WHAT IS EXPECTED: Reproduce the lines below without any change, starting with the very first line and ending with the line that holds "x=494, y=14", both included.

* BEGIN DATASET RECORDS *

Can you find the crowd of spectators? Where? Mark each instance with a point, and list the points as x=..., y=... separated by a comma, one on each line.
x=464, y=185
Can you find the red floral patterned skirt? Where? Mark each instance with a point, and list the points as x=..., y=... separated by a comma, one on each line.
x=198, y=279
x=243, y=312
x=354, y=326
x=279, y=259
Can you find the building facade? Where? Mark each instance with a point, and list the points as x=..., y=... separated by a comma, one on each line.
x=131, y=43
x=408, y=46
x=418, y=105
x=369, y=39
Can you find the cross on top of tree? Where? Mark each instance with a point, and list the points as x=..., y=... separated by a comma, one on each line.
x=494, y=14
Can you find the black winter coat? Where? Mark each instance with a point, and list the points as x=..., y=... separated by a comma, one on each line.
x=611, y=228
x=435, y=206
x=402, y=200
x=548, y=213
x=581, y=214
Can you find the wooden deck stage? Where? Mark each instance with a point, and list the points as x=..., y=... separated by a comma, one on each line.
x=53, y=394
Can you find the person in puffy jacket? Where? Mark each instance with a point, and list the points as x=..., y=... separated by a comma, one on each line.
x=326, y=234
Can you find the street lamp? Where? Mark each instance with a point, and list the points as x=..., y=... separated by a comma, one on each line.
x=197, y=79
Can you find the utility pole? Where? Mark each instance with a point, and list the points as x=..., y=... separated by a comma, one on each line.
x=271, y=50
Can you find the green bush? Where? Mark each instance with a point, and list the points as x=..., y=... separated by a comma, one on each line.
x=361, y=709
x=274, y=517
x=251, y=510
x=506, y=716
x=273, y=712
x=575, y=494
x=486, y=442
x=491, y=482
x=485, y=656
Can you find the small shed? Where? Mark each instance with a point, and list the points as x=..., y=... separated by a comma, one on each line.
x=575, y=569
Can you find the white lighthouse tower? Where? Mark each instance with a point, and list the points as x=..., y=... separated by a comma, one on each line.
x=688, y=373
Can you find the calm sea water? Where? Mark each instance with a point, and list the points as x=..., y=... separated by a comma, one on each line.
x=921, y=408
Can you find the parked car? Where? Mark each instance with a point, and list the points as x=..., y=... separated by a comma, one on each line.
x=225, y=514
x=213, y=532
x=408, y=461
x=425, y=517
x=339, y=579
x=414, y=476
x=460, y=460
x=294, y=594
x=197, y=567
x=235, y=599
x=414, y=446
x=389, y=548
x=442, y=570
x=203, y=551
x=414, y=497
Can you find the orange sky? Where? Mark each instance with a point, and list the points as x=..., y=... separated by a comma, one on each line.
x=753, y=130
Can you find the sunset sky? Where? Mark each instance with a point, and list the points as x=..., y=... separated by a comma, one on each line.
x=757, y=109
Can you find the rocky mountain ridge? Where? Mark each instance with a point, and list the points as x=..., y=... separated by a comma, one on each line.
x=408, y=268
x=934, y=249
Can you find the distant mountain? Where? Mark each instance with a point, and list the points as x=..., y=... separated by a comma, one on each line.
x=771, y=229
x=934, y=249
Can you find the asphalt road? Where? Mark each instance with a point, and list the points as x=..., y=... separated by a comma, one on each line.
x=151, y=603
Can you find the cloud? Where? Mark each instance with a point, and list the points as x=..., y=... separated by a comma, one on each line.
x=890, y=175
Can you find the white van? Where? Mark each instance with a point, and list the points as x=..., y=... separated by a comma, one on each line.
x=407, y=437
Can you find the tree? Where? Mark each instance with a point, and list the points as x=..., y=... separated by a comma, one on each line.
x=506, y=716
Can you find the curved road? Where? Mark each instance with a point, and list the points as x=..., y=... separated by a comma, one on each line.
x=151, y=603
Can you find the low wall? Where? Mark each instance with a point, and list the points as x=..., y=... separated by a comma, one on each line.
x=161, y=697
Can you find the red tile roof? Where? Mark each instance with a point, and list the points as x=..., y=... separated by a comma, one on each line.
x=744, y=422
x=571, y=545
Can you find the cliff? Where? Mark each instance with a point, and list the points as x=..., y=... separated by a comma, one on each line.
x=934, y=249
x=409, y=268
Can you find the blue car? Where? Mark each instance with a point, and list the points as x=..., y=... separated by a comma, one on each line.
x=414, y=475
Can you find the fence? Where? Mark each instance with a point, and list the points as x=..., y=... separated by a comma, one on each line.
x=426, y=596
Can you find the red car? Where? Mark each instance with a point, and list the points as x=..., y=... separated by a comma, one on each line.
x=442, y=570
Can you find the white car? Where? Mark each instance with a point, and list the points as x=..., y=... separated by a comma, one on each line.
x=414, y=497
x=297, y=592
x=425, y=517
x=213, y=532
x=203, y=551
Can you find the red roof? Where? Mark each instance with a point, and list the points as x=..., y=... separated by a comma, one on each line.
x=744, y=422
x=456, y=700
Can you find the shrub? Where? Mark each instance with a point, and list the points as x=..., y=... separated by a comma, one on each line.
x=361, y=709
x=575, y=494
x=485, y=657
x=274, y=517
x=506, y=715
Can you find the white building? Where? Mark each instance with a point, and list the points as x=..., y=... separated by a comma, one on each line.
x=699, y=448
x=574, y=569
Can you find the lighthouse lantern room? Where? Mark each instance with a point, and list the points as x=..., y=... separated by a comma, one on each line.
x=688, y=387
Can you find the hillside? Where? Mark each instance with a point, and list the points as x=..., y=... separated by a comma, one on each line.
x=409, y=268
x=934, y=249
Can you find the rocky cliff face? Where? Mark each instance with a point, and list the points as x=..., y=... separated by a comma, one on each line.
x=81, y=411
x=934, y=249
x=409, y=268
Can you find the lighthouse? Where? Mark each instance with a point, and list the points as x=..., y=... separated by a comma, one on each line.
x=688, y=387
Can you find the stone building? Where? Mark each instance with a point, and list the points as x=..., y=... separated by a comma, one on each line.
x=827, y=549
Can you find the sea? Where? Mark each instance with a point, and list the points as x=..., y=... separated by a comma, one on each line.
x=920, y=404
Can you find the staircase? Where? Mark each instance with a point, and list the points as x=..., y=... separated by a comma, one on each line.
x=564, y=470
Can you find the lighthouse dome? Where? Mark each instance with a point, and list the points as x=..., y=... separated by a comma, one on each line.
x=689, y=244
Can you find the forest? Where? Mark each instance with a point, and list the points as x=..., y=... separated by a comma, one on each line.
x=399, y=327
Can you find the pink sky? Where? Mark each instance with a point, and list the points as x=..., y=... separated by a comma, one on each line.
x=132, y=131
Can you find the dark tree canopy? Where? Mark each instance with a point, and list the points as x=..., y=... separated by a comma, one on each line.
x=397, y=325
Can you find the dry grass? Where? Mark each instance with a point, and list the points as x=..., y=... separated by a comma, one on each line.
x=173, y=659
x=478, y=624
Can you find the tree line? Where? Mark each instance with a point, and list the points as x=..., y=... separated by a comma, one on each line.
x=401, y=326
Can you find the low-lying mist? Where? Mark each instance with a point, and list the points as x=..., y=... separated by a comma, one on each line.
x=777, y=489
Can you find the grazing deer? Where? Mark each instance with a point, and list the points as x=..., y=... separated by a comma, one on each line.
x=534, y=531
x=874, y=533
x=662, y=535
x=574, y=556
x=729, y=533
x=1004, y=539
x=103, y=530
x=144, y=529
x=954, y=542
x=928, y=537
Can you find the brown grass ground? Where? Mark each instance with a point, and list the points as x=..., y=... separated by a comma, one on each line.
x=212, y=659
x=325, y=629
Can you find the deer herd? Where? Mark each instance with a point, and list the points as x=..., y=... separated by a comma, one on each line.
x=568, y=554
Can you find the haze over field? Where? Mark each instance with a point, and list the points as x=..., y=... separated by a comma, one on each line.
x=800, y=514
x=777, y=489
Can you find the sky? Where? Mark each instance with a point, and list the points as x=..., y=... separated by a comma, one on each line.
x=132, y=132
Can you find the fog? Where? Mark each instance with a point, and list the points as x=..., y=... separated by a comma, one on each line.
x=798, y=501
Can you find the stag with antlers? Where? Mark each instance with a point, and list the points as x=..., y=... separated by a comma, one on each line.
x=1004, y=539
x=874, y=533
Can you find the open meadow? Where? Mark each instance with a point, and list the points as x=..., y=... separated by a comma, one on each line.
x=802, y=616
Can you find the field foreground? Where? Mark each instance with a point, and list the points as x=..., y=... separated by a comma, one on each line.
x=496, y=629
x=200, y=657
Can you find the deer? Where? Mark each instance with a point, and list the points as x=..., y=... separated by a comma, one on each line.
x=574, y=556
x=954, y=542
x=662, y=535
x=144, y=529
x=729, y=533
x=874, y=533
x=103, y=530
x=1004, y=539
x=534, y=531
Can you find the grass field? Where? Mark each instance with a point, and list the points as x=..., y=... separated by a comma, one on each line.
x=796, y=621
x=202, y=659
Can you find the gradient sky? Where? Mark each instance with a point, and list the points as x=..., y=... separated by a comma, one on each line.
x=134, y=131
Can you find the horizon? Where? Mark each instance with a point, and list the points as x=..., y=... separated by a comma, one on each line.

* END DATASET RECORDS *

REPLY TO THE EXERCISE:
Can you find the crowd of spectators? Where? Mark each instance with a point, and list the points as x=..., y=... separated by a comma, one on each line.
x=464, y=185
Can you find the red floral patterned skirt? Where? Mark each instance with a point, and list the points as x=..., y=... separated by a comma, one on each line.
x=198, y=279
x=243, y=312
x=354, y=326
x=279, y=259
Can you find the building facade? Where? Mark each instance with a point, and list the points as x=..., y=... separated by a comma, one on each line.
x=131, y=43
x=408, y=46
x=418, y=105
x=369, y=39
Can you find the cross on top of tree? Where? Mark each instance with a point, and list the points as x=..., y=... separated by a comma, one on each line.
x=494, y=14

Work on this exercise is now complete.